Give again the lines from the line with "Note: for this drill we locate the fence" to the last line of the records, exactly and in full. Do not carry over any pictures.
# START OF Available data
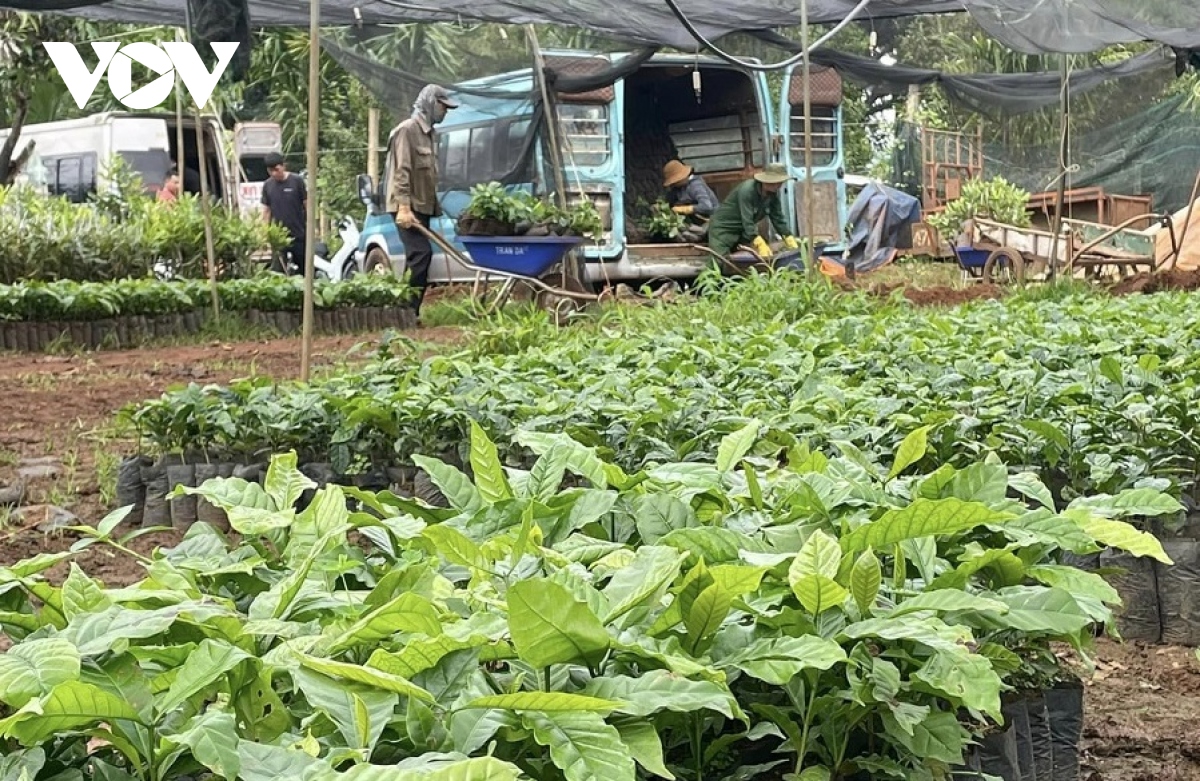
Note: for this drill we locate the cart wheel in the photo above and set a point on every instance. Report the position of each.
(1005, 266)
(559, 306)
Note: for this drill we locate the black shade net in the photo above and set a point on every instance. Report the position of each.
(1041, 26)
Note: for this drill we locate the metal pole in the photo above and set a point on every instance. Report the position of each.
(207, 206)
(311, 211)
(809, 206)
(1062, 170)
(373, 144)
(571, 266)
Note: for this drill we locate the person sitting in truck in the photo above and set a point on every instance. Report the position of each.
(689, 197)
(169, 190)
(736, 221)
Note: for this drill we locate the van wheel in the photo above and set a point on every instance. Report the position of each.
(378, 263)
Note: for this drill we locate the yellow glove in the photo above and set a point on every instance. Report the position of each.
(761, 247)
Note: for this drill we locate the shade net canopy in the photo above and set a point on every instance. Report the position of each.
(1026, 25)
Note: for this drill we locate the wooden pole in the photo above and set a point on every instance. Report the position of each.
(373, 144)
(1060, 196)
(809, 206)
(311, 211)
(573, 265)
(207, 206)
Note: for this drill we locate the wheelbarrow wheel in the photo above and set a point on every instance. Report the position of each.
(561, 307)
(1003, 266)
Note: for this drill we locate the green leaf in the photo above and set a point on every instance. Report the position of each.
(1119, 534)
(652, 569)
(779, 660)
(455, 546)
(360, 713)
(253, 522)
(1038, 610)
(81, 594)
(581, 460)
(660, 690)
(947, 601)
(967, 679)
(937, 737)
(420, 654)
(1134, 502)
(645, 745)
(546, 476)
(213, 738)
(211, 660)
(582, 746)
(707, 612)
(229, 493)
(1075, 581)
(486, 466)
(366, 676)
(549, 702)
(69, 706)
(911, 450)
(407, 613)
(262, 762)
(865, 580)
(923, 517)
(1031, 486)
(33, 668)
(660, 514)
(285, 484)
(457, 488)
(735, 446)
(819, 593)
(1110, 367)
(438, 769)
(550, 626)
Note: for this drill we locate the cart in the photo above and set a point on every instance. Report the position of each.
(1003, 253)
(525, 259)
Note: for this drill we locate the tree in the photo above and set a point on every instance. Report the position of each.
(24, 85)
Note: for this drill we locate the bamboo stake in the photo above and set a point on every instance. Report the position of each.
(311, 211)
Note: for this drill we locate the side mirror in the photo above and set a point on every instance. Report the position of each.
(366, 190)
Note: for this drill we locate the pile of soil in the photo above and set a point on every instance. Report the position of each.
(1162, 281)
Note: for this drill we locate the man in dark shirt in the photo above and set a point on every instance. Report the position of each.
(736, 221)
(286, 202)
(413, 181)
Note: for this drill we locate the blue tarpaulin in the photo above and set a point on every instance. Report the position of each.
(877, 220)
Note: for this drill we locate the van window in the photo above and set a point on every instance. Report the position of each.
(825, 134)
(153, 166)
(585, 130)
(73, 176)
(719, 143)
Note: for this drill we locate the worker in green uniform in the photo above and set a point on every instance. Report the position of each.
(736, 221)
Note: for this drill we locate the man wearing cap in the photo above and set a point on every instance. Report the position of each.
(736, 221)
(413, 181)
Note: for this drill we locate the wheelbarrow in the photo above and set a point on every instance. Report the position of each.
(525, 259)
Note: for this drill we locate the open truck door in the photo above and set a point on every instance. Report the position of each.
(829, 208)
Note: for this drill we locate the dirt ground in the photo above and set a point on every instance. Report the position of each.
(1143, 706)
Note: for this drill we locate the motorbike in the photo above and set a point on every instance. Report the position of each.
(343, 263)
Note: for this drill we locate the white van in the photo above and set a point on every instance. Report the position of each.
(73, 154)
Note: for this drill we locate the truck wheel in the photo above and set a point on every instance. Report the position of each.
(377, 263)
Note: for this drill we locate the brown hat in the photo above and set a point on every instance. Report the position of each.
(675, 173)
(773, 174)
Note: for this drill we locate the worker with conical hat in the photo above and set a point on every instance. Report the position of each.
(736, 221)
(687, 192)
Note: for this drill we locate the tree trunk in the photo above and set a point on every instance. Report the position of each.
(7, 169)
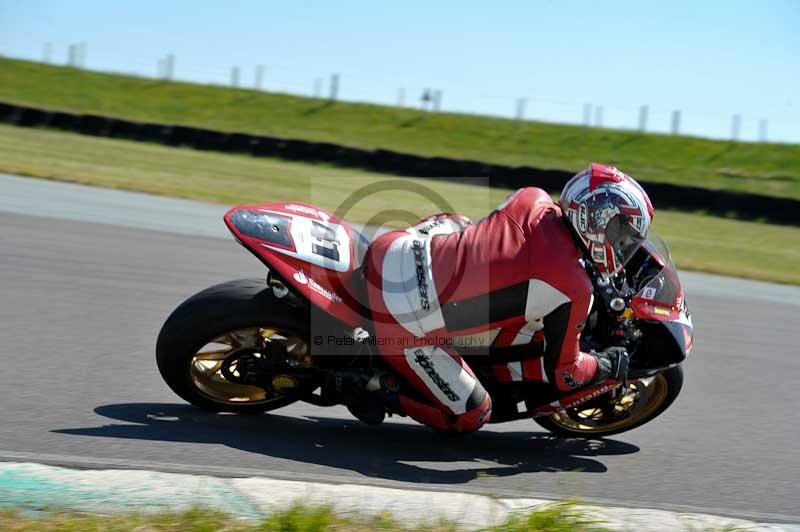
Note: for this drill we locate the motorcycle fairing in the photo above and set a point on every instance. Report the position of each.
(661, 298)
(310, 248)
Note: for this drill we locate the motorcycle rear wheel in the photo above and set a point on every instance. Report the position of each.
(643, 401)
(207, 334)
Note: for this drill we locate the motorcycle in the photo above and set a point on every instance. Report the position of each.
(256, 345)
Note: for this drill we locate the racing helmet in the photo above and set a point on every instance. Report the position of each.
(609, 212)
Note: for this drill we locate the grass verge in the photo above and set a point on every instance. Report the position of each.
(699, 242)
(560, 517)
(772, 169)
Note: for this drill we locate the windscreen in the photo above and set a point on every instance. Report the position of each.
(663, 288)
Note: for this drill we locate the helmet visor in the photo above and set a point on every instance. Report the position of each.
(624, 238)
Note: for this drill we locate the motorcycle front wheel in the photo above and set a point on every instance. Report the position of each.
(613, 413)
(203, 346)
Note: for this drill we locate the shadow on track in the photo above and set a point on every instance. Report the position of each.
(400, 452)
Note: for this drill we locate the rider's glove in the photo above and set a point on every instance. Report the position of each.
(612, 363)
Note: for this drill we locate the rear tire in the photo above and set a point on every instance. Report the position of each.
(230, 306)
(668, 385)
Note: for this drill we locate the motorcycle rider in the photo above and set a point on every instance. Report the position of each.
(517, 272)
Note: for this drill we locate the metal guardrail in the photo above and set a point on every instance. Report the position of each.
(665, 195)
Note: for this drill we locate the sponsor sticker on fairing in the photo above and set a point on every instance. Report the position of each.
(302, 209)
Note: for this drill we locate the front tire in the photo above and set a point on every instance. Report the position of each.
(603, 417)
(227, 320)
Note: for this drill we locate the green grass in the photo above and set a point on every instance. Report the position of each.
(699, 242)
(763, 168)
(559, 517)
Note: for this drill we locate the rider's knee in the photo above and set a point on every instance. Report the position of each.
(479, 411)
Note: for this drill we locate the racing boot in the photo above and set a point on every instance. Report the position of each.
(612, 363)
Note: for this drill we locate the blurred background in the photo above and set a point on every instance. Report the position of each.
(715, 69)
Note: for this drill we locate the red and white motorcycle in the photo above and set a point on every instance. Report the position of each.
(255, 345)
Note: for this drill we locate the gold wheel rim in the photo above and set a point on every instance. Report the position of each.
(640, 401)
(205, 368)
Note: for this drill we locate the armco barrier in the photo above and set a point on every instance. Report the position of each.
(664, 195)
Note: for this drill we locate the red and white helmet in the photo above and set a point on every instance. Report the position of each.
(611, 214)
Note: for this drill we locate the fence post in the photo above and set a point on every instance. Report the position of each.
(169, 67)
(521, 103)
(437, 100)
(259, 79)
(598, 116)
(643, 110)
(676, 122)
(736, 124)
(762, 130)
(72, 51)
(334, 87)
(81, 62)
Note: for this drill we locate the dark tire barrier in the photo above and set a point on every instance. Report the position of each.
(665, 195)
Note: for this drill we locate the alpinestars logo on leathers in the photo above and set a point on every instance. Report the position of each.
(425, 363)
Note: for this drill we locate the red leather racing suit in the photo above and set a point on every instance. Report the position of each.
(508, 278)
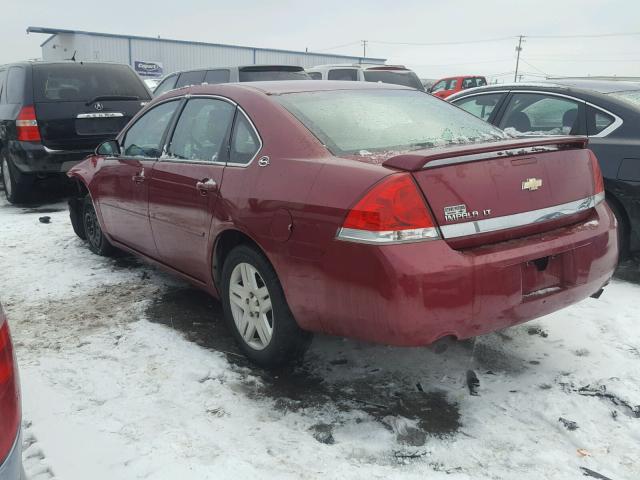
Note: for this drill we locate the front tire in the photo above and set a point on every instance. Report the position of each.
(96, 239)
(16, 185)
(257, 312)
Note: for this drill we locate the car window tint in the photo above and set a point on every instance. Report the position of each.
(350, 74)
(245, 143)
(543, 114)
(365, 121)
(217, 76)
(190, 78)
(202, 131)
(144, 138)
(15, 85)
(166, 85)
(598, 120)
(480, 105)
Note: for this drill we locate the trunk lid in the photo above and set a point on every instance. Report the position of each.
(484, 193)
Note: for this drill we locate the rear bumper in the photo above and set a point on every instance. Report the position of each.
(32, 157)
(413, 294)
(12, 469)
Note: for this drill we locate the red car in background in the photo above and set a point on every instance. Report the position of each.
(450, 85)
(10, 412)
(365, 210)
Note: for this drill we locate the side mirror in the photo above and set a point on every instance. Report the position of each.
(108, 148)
# END OF Available data
__In response__.
Note: for this drill we locate the fence post in the photo above and set a point on every instance. Report the position of each.
(169, 67)
(521, 103)
(437, 100)
(259, 79)
(598, 116)
(643, 110)
(676, 122)
(736, 124)
(762, 130)
(72, 51)
(334, 87)
(81, 62)
Note: for this drill we locate the dark tire barrier in the photo above and set a point on every instance. Report the position of each.
(665, 195)
Note: for this drill we locate the alpinestars logo on leathers in the photo above and set a point on every instance. Report the position of each.
(425, 363)
Note: for this drill we locate the red leather racing suit in the photo above and set a point on every instance. Report the position of each.
(508, 278)
Note: for this drill we locate the front tire in the photo above and set a point on every instance. Report the position of each.
(96, 239)
(16, 185)
(257, 312)
Note: for this drill we locate the car window tint in the photo above and set a point on every instance. Report the position of each.
(350, 74)
(245, 143)
(543, 114)
(365, 121)
(217, 76)
(190, 78)
(202, 131)
(144, 138)
(15, 85)
(166, 85)
(598, 120)
(480, 105)
Note: for this drill we locate the trunk lid in the photo above and set a point on every instance. Report the position of each.
(484, 193)
Note: for this drill we locate the rear bumper in the photo above and set a point on every instance. Report the position of each.
(32, 157)
(413, 294)
(12, 469)
Note: for this drill we locate the red car in background in the photo above and set a point on every instance. Report the position of each.
(450, 85)
(10, 412)
(365, 210)
Note: for this drill we locate the side mirror in the photo above and set a point on every instance. Report the position of each.
(108, 148)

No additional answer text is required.